# SELECTION
◇ ◇ ◇ ◇

KISSING THE HAG: WINTER ASCENT OF SKULL QUEEN
February 16-18, 1996
Eric Coomer and Bruce Bindner
(story by B. B. Bindner)
Thursday evening:
Rain slams into the San Francisco Bay area in buckets. Our
mood is curiously, lightly fatalistic. This is a fine time
to be rescued from a wall, optimistically assuming we
survive that long. Laughter and storm shake the windows of
the truck as we head Valleyward: Laughter tinged with a drop
of madness. There is hysterical edge to our mood. Curtains
of water make driving difficult, drowning the roads behind
us as we motor into Yosemite.
***********************************************
Friday:
We hump the haul bags (Hog-en-Dasz and Piglet) to the base
of Washington Column, under overcast but calm skies. Start
climbing around 1 pm. The haul bags weigh in at about 115
pounds apiece: we are fully prepared to spend upwards of a
week pinned to the wall in the storm waiting for our chances
at the summit or retreat. I struggle and complain about the
load, stopping every few feet to rest. Eric responds with
appropriate encouragement: "Jeez, you're such a F*cking
baby!" [nasally] "waaaa, waaaa, waaaah..." Laughing, we
hoist the loads and continue.

◇ ◇ ◇ ◇

# DATASET ROWS
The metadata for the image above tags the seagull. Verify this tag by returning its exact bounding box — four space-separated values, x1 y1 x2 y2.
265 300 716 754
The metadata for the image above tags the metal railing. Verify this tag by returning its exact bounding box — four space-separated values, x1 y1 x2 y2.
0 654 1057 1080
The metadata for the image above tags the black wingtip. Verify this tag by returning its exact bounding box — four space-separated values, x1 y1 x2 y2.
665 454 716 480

◇ ◇ ◇ ◇

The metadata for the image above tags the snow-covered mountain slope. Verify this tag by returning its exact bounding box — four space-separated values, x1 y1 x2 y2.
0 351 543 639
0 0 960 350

◇ ◇ ◇ ◇

Reproduce word for word the stretch of the Skull Queen climbing story above, starting at "KISSING THE HAG: WINTER" and stopping after "motor into Yosemite.".

KISSING THE HAG: WINTER ASCENT OF SKULL QUEEN
February 16-18, 1996
Eric Coomer and Bruce Bindner
(story by B. B. Bindner)
Thursday evening:
Rain slams into the San Francisco Bay area in buckets. Our
mood is curiously, lightly fatalistic. This is a fine time
to be rescued from a wall, optimistically assuming we
survive that long. Laughter and storm shake the windows of
the truck as we head Valleyward: Laughter tinged with a drop
of madness. There is hysterical edge to our mood. Curtains
of water make driving difficult, drowning the roads behind
us as we motor into Yosemite.